►

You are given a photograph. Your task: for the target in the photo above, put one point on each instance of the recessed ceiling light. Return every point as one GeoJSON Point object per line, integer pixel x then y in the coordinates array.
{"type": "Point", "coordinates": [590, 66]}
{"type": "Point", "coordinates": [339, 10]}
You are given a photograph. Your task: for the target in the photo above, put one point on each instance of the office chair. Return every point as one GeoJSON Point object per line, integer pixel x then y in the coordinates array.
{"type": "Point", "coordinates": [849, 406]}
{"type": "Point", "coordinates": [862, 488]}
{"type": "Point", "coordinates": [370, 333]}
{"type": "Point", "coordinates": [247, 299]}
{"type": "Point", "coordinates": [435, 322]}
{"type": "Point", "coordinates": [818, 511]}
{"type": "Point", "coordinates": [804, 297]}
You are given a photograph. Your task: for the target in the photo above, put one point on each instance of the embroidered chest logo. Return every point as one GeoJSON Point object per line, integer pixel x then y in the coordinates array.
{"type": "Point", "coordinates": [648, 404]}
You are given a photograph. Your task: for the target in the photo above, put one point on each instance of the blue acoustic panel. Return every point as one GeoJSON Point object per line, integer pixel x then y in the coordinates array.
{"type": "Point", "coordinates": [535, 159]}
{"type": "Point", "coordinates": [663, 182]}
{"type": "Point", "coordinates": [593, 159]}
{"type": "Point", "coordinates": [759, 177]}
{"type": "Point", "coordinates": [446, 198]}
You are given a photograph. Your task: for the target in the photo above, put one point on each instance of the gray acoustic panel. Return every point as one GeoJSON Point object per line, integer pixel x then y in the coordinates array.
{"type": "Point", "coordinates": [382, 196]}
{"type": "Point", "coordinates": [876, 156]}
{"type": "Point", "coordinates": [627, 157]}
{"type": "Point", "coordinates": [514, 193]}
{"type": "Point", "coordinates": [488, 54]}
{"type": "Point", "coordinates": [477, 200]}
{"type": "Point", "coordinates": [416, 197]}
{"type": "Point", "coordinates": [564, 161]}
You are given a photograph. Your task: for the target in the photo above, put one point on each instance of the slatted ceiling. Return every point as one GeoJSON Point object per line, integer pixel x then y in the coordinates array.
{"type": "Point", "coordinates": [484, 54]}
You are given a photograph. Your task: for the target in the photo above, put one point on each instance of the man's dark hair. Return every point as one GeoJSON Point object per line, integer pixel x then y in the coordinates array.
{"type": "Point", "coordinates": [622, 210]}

◄

TO DO
Reproduce the data in full, exactly as presented.

PROBLEM SOLUTION
You are given a photograph. Your task: for the target in the photo above, put one point on each instance of the recessed ceiling light. Return every point as one GeoJSON Point object per line, integer pixel x then y in the coordinates array.
{"type": "Point", "coordinates": [590, 66]}
{"type": "Point", "coordinates": [339, 10]}
You are given a photograph. Your task: for the target in the photo above, put one point on each instance of the office chair. Return every point as one GeoJSON Point object per line, integer pixel x then y in the coordinates array.
{"type": "Point", "coordinates": [849, 406]}
{"type": "Point", "coordinates": [862, 488]}
{"type": "Point", "coordinates": [370, 333]}
{"type": "Point", "coordinates": [247, 299]}
{"type": "Point", "coordinates": [435, 322]}
{"type": "Point", "coordinates": [818, 511]}
{"type": "Point", "coordinates": [804, 297]}
You are given a photograph. Your task: for the target in the photo above, put one point on each instance of the embroidered chest logo. Return every point as one GeoJSON Point object per line, integer pixel x then y in the coordinates array.
{"type": "Point", "coordinates": [648, 404]}
You are given a photograph. Your task: for the target in the photo above, put one point on each instance of the blue acoustic panel. Return every point as one GeoJSON Point object per line, integer pixel x then y in the coordinates array.
{"type": "Point", "coordinates": [535, 159]}
{"type": "Point", "coordinates": [663, 182]}
{"type": "Point", "coordinates": [593, 159]}
{"type": "Point", "coordinates": [759, 177]}
{"type": "Point", "coordinates": [446, 198]}
You are given a photograph. Your task: for the target in the photo above, put one point on each instance of the gray acoustic panel. Return every point as one GeoJSON Point object per line, integer pixel x then y in the coordinates array.
{"type": "Point", "coordinates": [382, 196]}
{"type": "Point", "coordinates": [876, 156]}
{"type": "Point", "coordinates": [627, 157]}
{"type": "Point", "coordinates": [514, 193]}
{"type": "Point", "coordinates": [488, 54]}
{"type": "Point", "coordinates": [477, 200]}
{"type": "Point", "coordinates": [416, 197]}
{"type": "Point", "coordinates": [564, 161]}
You are given a photograph. Your task: for the target in the photo above, put one point on each instance of the slatted ceiling. Return every point as one GeoJSON Point object per line, integer pixel x then y in the coordinates array.
{"type": "Point", "coordinates": [484, 54]}
You are given a photograph. Your task: for the target in the photo above, put one point on each instance of the man's dark hair. Return every point as one GeoJSON Point object per line, integer pixel x then y in the coordinates array.
{"type": "Point", "coordinates": [622, 210]}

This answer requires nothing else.